> [EXERCISE INSTRUCTIONS]:
Reproduce word for word everything in the listing below from the line containing "If you could pick out the white sink" down to the end of the listing, both ends included.

> [LISTING]:
★ ★ ★ ★ ★

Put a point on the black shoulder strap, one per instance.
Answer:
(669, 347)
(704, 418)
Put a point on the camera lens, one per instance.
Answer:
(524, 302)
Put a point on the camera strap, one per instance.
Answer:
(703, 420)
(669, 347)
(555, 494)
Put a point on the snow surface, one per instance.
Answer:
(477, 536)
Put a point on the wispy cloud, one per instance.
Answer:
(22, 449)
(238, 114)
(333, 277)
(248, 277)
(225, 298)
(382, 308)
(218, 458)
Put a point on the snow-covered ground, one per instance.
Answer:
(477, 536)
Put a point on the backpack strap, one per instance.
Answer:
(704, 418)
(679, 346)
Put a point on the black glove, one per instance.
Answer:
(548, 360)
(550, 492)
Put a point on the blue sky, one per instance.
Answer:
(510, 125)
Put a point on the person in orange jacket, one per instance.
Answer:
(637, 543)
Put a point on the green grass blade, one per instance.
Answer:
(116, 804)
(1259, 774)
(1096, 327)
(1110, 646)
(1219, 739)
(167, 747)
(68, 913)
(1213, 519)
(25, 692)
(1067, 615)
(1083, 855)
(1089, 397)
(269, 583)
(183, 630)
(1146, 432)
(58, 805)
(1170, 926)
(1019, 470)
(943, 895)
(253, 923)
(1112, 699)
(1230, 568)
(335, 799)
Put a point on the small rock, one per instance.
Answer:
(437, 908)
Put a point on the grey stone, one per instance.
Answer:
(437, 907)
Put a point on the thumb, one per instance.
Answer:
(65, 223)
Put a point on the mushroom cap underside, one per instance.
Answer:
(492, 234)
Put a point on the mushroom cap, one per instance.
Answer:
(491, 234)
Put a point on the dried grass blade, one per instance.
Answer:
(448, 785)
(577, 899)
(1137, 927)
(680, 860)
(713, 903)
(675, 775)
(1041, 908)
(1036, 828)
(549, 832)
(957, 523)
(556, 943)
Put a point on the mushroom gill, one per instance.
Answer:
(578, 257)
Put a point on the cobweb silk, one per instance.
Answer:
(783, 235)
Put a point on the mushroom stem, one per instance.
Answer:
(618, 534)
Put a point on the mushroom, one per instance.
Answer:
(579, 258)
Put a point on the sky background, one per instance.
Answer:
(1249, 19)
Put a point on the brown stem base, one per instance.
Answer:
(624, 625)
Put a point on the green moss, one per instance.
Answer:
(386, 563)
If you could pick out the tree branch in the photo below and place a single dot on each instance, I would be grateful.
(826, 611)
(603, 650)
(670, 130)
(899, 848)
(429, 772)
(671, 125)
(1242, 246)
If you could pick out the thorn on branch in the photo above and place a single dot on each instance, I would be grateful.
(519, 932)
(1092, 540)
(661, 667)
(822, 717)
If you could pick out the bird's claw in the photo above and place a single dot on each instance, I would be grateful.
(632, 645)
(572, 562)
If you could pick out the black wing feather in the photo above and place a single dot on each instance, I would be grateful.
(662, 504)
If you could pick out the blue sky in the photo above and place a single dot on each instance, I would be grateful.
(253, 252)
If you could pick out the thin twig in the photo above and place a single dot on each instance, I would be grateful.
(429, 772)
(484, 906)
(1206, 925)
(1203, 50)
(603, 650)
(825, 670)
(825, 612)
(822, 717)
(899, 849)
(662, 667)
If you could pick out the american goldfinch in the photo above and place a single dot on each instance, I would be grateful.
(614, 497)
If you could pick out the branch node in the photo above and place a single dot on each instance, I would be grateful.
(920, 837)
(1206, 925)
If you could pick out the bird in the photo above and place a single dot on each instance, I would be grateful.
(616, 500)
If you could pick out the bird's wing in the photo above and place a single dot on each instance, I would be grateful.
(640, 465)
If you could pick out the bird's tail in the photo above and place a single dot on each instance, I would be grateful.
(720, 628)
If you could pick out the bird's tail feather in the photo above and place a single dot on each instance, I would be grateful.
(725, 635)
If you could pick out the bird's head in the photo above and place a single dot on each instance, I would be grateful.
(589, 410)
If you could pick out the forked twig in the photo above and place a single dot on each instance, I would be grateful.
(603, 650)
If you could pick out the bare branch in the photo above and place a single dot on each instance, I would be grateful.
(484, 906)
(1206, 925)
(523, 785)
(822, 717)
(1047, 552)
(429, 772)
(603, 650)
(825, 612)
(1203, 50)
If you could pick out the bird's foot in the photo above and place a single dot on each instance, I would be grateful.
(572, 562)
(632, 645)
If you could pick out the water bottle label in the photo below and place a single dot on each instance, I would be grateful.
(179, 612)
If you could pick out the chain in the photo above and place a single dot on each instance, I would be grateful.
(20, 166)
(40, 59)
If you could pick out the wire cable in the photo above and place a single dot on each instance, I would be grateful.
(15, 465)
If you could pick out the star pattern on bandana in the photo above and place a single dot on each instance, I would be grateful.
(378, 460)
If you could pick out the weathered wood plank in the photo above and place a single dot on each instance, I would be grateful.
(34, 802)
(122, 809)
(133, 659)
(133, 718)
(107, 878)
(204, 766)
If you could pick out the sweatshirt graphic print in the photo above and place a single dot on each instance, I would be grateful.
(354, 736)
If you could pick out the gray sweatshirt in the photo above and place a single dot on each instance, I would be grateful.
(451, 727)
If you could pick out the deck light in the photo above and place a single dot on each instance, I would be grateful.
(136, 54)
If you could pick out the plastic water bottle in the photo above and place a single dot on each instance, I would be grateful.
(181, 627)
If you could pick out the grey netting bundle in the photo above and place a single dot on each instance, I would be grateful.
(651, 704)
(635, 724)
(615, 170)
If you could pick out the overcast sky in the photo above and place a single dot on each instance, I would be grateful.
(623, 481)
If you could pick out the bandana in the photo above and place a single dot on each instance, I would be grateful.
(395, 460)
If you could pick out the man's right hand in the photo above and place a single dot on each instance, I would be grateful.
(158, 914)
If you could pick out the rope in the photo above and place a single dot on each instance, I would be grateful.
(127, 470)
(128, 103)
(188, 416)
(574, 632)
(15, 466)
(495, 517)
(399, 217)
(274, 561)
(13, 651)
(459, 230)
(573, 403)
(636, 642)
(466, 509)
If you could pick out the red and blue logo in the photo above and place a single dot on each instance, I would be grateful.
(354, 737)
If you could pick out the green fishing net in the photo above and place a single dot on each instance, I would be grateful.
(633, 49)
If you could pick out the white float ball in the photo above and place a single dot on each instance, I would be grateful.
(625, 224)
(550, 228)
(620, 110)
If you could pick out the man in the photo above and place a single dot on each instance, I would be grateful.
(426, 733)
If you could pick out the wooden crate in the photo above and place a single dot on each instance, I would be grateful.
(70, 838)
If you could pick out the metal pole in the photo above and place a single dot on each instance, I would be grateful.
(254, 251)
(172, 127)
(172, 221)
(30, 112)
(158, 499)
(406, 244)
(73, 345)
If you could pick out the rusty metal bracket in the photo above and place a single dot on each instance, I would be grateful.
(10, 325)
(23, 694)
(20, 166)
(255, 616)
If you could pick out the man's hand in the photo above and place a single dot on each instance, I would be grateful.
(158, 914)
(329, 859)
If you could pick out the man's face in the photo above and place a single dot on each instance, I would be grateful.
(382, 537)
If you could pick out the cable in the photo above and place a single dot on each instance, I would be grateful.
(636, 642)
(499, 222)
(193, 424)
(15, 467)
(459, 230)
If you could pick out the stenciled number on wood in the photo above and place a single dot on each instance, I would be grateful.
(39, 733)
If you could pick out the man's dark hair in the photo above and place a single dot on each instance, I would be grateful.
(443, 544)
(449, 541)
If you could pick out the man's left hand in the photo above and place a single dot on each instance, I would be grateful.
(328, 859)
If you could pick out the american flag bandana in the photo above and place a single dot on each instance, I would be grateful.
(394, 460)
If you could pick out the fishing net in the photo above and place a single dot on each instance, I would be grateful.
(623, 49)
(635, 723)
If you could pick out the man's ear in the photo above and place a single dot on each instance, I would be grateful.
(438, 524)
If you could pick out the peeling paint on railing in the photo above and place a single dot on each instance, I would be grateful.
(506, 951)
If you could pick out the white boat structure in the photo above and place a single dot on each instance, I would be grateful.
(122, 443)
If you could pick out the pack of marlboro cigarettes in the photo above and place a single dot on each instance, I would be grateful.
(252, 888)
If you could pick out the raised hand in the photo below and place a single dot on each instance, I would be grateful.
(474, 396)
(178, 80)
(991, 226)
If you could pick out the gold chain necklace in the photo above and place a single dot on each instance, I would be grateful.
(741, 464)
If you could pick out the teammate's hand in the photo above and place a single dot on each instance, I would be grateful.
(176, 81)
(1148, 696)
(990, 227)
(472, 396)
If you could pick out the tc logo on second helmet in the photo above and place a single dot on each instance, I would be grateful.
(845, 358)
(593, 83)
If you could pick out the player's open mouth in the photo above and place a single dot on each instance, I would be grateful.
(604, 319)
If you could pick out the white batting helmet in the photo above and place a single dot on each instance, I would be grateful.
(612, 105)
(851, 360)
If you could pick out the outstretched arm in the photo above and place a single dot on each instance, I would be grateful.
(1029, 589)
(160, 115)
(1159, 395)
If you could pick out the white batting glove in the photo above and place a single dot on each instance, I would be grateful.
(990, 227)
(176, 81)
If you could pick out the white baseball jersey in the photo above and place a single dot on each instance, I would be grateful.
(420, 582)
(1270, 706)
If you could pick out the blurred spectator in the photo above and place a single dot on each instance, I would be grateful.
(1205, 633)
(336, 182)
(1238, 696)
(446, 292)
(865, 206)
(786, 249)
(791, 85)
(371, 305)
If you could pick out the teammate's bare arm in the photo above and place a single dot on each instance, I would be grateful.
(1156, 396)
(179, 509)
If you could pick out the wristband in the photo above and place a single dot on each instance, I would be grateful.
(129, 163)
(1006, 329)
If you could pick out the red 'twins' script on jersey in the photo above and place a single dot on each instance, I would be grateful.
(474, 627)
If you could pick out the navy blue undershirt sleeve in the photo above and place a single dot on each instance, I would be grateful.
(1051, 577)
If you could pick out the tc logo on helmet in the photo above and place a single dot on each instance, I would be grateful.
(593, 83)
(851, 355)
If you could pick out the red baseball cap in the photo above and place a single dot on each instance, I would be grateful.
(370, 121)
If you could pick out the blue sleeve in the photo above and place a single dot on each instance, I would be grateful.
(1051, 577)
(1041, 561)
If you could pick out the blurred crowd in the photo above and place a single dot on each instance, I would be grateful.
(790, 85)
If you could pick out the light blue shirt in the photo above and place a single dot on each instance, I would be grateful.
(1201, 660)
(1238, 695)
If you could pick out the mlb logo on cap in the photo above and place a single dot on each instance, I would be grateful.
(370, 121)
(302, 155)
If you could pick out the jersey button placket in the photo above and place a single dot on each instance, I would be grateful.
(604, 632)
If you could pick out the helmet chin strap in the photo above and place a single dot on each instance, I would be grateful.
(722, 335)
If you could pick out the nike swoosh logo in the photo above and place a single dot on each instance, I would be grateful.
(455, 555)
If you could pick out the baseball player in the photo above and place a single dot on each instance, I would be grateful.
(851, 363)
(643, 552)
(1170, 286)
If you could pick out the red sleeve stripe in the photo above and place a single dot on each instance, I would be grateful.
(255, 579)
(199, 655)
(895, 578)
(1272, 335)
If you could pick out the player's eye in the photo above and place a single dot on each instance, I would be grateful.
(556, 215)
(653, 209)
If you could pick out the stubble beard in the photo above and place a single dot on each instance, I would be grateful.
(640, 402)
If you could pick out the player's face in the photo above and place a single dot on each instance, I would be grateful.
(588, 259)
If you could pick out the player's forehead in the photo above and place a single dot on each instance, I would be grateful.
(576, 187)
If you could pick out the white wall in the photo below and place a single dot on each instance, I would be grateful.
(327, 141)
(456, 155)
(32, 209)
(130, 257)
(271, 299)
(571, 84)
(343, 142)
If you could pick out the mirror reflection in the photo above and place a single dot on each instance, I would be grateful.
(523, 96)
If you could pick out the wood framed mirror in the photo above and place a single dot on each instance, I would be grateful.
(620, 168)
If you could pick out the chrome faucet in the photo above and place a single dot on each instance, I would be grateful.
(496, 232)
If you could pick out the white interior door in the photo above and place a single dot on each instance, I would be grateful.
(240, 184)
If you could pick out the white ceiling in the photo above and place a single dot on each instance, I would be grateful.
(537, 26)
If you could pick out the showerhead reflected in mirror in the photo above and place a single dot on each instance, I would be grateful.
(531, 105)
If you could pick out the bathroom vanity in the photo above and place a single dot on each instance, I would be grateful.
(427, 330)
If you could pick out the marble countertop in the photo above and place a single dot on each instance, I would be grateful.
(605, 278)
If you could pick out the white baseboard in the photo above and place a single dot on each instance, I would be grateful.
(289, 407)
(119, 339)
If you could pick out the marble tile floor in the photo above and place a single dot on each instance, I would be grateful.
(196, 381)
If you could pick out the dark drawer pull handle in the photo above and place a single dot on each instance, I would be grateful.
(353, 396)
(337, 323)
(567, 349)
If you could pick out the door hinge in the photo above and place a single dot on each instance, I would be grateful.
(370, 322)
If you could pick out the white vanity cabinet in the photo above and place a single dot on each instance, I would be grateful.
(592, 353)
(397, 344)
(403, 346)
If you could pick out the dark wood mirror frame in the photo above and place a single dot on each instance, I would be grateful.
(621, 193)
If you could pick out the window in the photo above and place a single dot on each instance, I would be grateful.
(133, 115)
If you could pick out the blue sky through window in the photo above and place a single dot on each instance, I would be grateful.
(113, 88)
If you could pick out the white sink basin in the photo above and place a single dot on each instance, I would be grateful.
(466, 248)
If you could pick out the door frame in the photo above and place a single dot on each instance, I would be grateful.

★ ★ ★ ★ ★

> [REPLY TO THE EXERCISE]:
If you could pick out the white sink basin in the photo above and place a single dot on each instance, I would be grateful.
(466, 248)
If you could pick out the door frame in the photo above and place a single dot on each instance, I would be grateful.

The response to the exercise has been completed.